## Begin

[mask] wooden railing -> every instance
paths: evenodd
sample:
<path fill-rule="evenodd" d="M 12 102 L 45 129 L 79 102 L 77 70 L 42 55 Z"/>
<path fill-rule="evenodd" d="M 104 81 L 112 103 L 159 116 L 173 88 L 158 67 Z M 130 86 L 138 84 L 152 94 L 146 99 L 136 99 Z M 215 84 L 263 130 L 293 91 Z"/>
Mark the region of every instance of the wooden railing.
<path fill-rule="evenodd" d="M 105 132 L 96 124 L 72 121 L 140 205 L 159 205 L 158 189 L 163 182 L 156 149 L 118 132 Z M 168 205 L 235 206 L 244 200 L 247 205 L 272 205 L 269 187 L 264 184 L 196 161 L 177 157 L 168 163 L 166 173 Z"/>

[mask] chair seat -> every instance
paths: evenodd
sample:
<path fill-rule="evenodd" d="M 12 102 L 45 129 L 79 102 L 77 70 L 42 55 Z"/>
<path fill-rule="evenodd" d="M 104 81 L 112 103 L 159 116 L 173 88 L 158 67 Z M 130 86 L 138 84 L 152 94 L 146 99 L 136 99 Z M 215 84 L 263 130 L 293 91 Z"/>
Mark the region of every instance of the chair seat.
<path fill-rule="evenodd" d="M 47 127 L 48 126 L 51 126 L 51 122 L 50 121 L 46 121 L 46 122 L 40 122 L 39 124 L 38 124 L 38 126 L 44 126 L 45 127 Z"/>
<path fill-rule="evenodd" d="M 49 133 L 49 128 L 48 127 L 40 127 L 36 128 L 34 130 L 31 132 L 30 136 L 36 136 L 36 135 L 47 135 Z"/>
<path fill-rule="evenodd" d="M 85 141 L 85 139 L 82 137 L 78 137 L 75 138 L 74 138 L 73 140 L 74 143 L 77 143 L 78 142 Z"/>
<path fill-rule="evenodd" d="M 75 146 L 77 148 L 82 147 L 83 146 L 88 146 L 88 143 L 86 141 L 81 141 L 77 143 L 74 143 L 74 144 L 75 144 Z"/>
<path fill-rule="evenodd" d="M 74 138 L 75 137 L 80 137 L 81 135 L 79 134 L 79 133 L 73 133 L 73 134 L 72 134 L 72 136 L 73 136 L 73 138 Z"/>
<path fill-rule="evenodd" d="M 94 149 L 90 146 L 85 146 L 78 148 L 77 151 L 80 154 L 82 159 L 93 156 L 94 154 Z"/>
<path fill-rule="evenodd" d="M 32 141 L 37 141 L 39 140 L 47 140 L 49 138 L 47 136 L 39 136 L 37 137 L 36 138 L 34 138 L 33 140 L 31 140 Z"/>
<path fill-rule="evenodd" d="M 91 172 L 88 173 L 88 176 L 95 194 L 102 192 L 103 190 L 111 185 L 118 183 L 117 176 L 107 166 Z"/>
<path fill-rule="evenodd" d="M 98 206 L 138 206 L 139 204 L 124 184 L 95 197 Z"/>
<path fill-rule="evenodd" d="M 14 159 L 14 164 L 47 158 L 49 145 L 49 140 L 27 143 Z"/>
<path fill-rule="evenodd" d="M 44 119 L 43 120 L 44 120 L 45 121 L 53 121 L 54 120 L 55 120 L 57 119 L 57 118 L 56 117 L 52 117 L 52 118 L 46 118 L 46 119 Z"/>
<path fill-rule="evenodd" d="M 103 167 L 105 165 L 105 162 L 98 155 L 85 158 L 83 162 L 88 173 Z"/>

## End

- Request:
Extract every record. Keep wording exact.

- Response:
[mask] wooden railing -> every instance
paths: evenodd
sample:
<path fill-rule="evenodd" d="M 12 102 L 45 129 L 79 102 L 77 70 L 42 55 Z"/>
<path fill-rule="evenodd" d="M 104 81 L 112 103 L 159 116 L 173 88 L 158 67 Z M 130 86 L 138 84 L 152 94 L 146 99 L 136 99 Z M 215 84 L 263 130 L 293 91 Z"/>
Mark the region of every instance of the wooden railing.
<path fill-rule="evenodd" d="M 105 132 L 96 124 L 72 121 L 140 205 L 159 205 L 158 189 L 163 182 L 156 149 L 118 132 Z M 168 205 L 235 206 L 244 200 L 247 205 L 272 205 L 269 187 L 264 184 L 196 161 L 177 157 L 168 163 L 166 173 Z"/>

[mask] chair seat -> every instance
paths: evenodd
sample:
<path fill-rule="evenodd" d="M 12 102 L 45 129 L 79 102 L 77 70 L 42 55 Z"/>
<path fill-rule="evenodd" d="M 104 81 L 112 103 L 159 116 L 173 88 L 158 67 Z M 130 86 L 138 84 L 152 94 L 146 99 L 136 99 Z M 215 84 L 263 130 L 293 91 Z"/>
Mark the region of every instance of the chair seat.
<path fill-rule="evenodd" d="M 47 127 L 48 126 L 51 126 L 51 122 L 50 121 L 46 121 L 46 122 L 40 122 L 39 124 L 38 124 L 38 126 L 44 126 L 45 127 Z"/>
<path fill-rule="evenodd" d="M 49 133 L 49 128 L 48 127 L 40 127 L 36 128 L 34 130 L 31 132 L 30 136 L 36 136 L 36 135 L 47 135 Z"/>
<path fill-rule="evenodd" d="M 85 141 L 85 139 L 82 137 L 78 137 L 75 138 L 74 138 L 73 140 L 74 143 L 77 143 L 78 142 Z"/>
<path fill-rule="evenodd" d="M 75 146 L 77 148 L 82 147 L 83 146 L 88 146 L 88 143 L 86 141 L 81 141 L 77 143 L 74 143 L 74 144 L 75 144 Z"/>
<path fill-rule="evenodd" d="M 74 138 L 75 137 L 80 137 L 81 135 L 79 134 L 79 133 L 73 133 L 73 134 L 72 134 L 72 136 L 73 136 L 73 138 Z"/>
<path fill-rule="evenodd" d="M 94 149 L 90 146 L 85 146 L 78 148 L 77 151 L 80 154 L 82 159 L 93 156 L 94 154 Z"/>
<path fill-rule="evenodd" d="M 32 141 L 37 141 L 39 140 L 47 140 L 49 138 L 47 136 L 39 136 L 37 137 L 36 138 L 34 138 L 33 140 L 31 140 Z"/>
<path fill-rule="evenodd" d="M 91 172 L 88 173 L 88 176 L 95 194 L 102 192 L 103 190 L 111 185 L 118 183 L 117 176 L 107 166 Z"/>
<path fill-rule="evenodd" d="M 98 206 L 138 206 L 139 204 L 124 184 L 95 197 Z"/>
<path fill-rule="evenodd" d="M 14 159 L 14 164 L 47 158 L 49 145 L 49 140 L 27 143 Z"/>
<path fill-rule="evenodd" d="M 44 119 L 43 120 L 44 120 L 45 121 L 53 121 L 54 120 L 55 120 L 57 119 L 57 118 L 56 117 L 52 117 L 52 118 L 46 118 L 46 119 Z"/>
<path fill-rule="evenodd" d="M 103 167 L 105 165 L 105 162 L 98 155 L 85 158 L 83 162 L 88 173 Z"/>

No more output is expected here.